== 연습 데이터
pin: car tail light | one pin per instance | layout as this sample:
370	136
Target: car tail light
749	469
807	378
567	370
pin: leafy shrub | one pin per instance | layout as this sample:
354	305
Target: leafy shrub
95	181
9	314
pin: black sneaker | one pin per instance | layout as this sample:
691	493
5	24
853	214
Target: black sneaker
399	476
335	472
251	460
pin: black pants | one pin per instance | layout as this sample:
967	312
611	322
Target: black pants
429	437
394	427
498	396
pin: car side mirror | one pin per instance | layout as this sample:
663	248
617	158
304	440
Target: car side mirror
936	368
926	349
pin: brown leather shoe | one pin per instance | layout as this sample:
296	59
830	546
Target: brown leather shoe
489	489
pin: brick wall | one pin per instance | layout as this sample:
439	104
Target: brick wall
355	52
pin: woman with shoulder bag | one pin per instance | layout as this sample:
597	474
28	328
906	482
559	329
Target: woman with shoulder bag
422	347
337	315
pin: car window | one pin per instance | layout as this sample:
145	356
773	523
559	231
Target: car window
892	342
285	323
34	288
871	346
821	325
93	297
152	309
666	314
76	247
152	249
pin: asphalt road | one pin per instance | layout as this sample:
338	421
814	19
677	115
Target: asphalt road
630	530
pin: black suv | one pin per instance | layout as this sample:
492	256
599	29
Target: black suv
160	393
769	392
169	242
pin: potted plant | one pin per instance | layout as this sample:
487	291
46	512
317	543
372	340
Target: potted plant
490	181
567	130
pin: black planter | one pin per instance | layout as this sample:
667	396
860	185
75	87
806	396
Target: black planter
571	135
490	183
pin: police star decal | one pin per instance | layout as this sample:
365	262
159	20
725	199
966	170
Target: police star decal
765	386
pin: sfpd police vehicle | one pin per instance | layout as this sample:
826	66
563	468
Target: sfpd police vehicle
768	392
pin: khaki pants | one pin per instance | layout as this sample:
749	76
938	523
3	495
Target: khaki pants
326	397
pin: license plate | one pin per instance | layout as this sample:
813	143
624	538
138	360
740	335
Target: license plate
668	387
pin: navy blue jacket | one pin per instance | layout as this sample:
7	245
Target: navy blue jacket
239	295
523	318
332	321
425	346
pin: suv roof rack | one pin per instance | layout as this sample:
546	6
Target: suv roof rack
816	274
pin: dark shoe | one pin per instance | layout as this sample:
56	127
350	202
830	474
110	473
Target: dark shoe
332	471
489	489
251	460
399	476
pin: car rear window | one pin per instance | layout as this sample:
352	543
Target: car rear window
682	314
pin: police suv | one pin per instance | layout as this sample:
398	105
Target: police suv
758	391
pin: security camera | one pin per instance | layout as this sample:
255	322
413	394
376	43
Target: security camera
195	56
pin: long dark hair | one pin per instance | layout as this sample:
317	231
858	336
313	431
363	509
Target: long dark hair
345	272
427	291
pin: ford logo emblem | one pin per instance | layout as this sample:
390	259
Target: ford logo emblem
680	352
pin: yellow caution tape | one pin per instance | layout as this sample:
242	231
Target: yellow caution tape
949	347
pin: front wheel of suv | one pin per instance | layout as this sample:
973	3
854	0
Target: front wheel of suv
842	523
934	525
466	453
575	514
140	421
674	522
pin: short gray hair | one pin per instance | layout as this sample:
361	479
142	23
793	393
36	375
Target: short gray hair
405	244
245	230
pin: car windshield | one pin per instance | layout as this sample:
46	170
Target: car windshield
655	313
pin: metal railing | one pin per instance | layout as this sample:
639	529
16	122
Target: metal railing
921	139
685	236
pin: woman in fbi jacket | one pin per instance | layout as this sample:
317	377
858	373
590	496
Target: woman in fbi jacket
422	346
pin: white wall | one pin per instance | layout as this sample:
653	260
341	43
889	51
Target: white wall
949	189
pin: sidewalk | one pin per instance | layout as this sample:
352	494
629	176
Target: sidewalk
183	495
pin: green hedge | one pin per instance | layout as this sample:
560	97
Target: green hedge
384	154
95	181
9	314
====
> [과제 개요] 위에 있는 행을 처음부터 끝까지 모두, 한 글자도 바꾸지 말고 그대로 옮겨 적으세요.

> [문제 풀이]
pin: car tail light | one pin per instance | layout as this sample:
370	136
Target: car tail light
749	469
807	378
567	370
pin: leafy shrub | one pin per instance | layout as this sample:
354	305
Target: leafy shrub
95	181
9	314
pin: black sneaker | one pin per instance | layout as this sample:
691	493
5	24
853	214
Target: black sneaker
399	476
335	472
251	460
pin: black pants | one pin per instance | layout as this sample:
967	312
611	322
Target: black pants
429	437
394	427
498	396
pin: car side mirror | one pin per instance | layout as this sample:
663	248
617	158
304	440
Target: car side mirror
936	368
926	349
pin: brown leather shoe | one pin per instance | layout as this sample:
296	59
830	546
Target: brown leather shoe
489	489
pin: brick wall | one pin per instance | layout as this sample:
439	104
Target: brick wall
355	52
pin: woman with shoulder bag | one pin per instance | layout as this sample:
597	474
28	328
906	482
559	329
Target: woman with shoulder bag
422	347
337	315
pin: car window | one pin per instance | layout as this sample:
145	356
773	523
559	231
Target: car window
892	342
285	323
34	288
871	346
821	325
93	297
152	309
666	314
76	247
152	249
pin: asphalt road | one pin per instance | layout as this sample:
338	421
814	19
677	115
Target: asphalt road
630	530
pin: black suv | one pin per instance | layout as this sample:
492	256
599	29
Target: black suv
160	393
769	392
169	242
pin: potted plant | one pin per instance | layout as this sample:
487	291
46	512
317	543
372	340
Target: potted plant
490	181
567	130
pin: black planter | one pin per instance | layout as this sample:
667	396
860	185
75	87
806	396
Target: black planter
571	135
490	183
pin: police star decal | one pin per instance | layout as this sample:
365	262
159	20
725	199
966	170
Target: police star decal
765	386
pin: sfpd police vehicle | one pin per instance | layout as this sample:
826	66
563	468
Target: sfpd police vehicle
768	392
pin: khaki pants | one pin per instance | layout as this sample:
749	76
938	523
3	495
Target: khaki pants
326	397
pin: license plate | one pin per instance | layout as this sample:
813	143
624	538
138	360
740	335
Target: license plate
668	387
pin: navy blue jacket | one pin per instance | layout as this sample:
7	245
Target: navy blue jacket
239	295
523	318
332	321
425	346
pin: suv roof rack | one pin per instance | layout as this sample:
546	6
Target: suv roof rack
816	274
pin: dark shoe | one pin per instance | layout as this sample:
56	127
350	202
830	474
110	473
Target: dark shoe
332	471
489	489
251	460
399	476
pin: car rear window | one pin per instance | layout as this sample:
352	543
Target: car rear window
682	314
pin: police suv | one pin per instance | layout as this sample:
398	105
Target: police suv
758	391
pin: security camera | one pin per instance | layout as this sample:
255	322
413	394
376	43
Target: security camera
195	56
pin: long dark hair | one pin per instance | layout as this sample:
317	231
858	336
313	431
363	509
Target: long dark hair
345	272
427	291
pin: ford logo emblem | one pin per instance | layout as this sample:
390	259
Target: ford logo emblem
680	352
pin: yellow caution tape | one pin per instance | layout as this sample:
242	231
Target: yellow caution tape
949	347
pin: front wheel of suv | one pin per instance | layout as this sample:
973	3
854	0
Target: front wheel of suv
842	523
934	525
466	453
575	514
140	421
674	522
pin: short gray hair | one pin per instance | layout as this sample:
361	479
142	23
793	393
36	375
Target: short gray hair
405	244
245	230
pin: car windshield | one pin per instance | layout as this sample:
46	170
Target: car windshield
655	313
pin: metal railing | one pin per instance | layout as this sample:
639	529
16	122
Target: metal railing
921	139
685	236
pin: woman in fbi jacket | one pin per instance | layout as this sample:
317	377
858	373
590	496
Target: woman in fbi jacket
422	346
pin: white wall | one pin per instance | layout as this sample:
653	260
341	43
889	51
Target: white wall
949	189
pin: sidewalk | one pin per instance | layout as this sample:
352	494
629	176
Target: sidewalk
183	495
pin: green hedge | one pin per instance | layout as this sample:
560	97
Target: green hedge
384	154
95	181
9	314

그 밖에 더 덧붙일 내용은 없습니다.